## AUFGABENSTELLUNG
Schreibe den Lesetext von „Na, Du bist“ bis „klang das gestern!)“ ab und ersetze darin „Büro“ durch „Homeoffice“.

## LESETEXT
•••••

#  Chat Ecke >   Kurzer und prägnanter SLOGEN gesucht >

## StarBuG

Hi 
Ich suche einen kurzen und Prägnanten Slogan für das Forum. 
Etwas das einprägsam ist und unser Forum beschreibt. 
Macht doch einfach mal ein paar Vorschläge  :Zwinker:  
Gruß 
Micha

----------


## Teetante

*Ähm, bevor ich meine grauen Zellen aktiviere, wofür denn nun ein Slogan?? 
Wegen des Chat, es klappt, habe Lars darauf angesetzt, komme zwar rein, aber da is ja gar keiner!  
Lg, Andrea*

----------


## StarBuG

Für ein neues Header Bild. 
Ist noch in der Entwicklung, aber wahrscheinlich kommt da nen "Sloagen" rein  :Zwinker:

----------


## Claus

Vielleicht irgendetwas in der Art: "Ein Forum für Täter und Opfer"? 
Claus :shy_new_7:

----------


## StarBuG

Gibt es keine Kreativen unter euch? 
Schreibt doch einfach mal alles, was euch so durch den Kopf geht. 
BITTÖ  :Zwinker:

----------


## Elfe

Viele Wege führen nach Rom  :emot22_thinking:  und nicht nur dahin  :b_wink:  
Kleiner Scherz am Rande  :dance_clap_leg_up:  
Elfe

----------


## Teetante

*@ Micha! 
Na, Du bist ja gut! Von wegen Kreative unter uns! Was stellst Du Dir denn genau vor? 
Also, Lars hatte gestern abend ne Idee, aber ich kriege die Worte beim besten Willen nicht mehr zusammen. Habe ihn eben schon im Büro genervt (*schäm*), aber er weiß es nicht mehr!!  
Hm, vielleicht was in der Art von: Patientenfragen.net - Fragen, Antworten und Neuigkeiten in netter Runde - alles Wissenswerte hier! Klick! 
Lars meinte irgendwas mit: offene Fragen, klare Antworten - wo? Natürlich im Patientenfragen.net (So ähnlich klang das gestern!) 
Ich bastele weiter an einem Slogan! Eventuelle Ergebnisse bekommst Du aber wohl erstmal per PN!  
Lg. Andrea *

----------


## günni

N U R 
G E G E N   *T A N T I E M E N !!! 
günni*

----------


## StarBuG

Ich wollte meine Ideen hier erst einmal nicht posten, um euch nicht zu beeinflussen  :Zwinker:  
Deine Slogan sind leider viel zu lang. 
Sollte nicht länger sein als 5 Worte, da nicht so viel Platz für den Slogan da ist.

----------


## Teetante

*Och Menno! 
Auf die Tantiemen hätte ich ja verzichtet, aber das mit den 5 Wörtern hätteste ja auch schon mal sagen können! MÄNNER!! 
Eigentlich ist es ja Dein Forum, also werde doch mal kreativ und mach et selber!  
Ansonsten können wir ja gerne in Verhandlungen treten, Vorschläge sind zum Ändern da!! 
"Medizin aus allen Blickwinkeln - Patientenfragen.net" = 5 Wörter!

•••••

## VORLIEGENDE EINTRÄGE
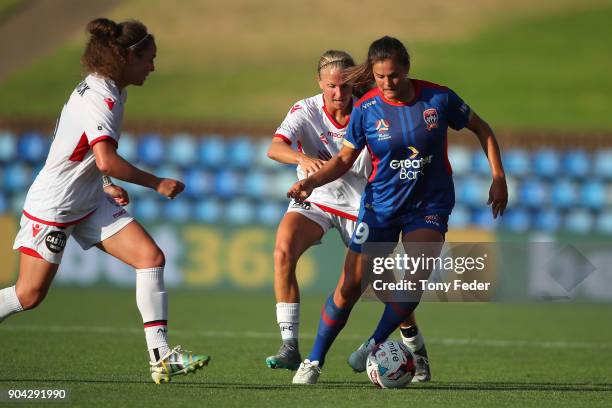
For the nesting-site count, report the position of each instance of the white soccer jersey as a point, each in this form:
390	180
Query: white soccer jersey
68	187
309	128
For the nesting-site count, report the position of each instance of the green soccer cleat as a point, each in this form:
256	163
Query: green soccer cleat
177	362
288	357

•••••

## ANTWORT
Na, Du bist ja gut! Von wegen Kreative unter uns! Was stellst Du Dir denn genau vor? 
Also, Lars hatte gestern abend ne Idee, aber ich kriege die Worte beim besten Willen nicht mehr zusammen. Habe ihn eben schon im Homeoffice genervt (*schäm*), aber er weiß es nicht mehr!!  
Hm, vielleicht was in der Art von: Patientenfragen.net - Fragen, Antworten und Neuigkeiten in netter Runde - alles Wissenswerte hier! Klick! 
Lars meinte irgendwas mit: offene Fragen, klare Antworten - wo? Natürlich im Patientenfragen.net (So ähnlich klang das gestern!)